---------- Data rows

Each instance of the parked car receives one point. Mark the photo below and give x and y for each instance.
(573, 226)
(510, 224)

--------------------
---------- Data rows

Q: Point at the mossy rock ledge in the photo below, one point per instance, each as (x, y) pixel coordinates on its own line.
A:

--------------------
---------- Data rows

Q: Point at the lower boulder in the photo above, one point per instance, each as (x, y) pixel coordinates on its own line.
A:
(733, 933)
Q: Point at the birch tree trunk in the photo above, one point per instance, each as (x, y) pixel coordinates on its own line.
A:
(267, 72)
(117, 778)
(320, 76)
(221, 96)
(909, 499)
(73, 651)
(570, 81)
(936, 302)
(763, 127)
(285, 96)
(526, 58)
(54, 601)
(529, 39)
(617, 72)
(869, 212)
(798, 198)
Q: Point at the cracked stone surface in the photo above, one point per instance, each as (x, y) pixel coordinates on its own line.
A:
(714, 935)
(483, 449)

--------------------

# Stated goal:
Locate every row above that contains the word "photo" and copy each of those rows in full.

# Answer to this problem:
Each instance of the parked car receives one point. Mark the photo below and give x and y for each instance.
Q: Point at the mossy rock ledge in the photo below, one point per instance, each as (x, y) pixel coordinates on its own line.
Q: Point at the lower boulder in the photo above, one point per instance, each as (x, y) pixel coordinates on its own line.
Q: Point at the birch tree trunk in the photo above, one point per instance, each as (x, y) pixel coordinates on its own line.
Q: Point at the cracked stone surface in the photo above, one point per instance, each as (x, y) pixel coordinates on its own line.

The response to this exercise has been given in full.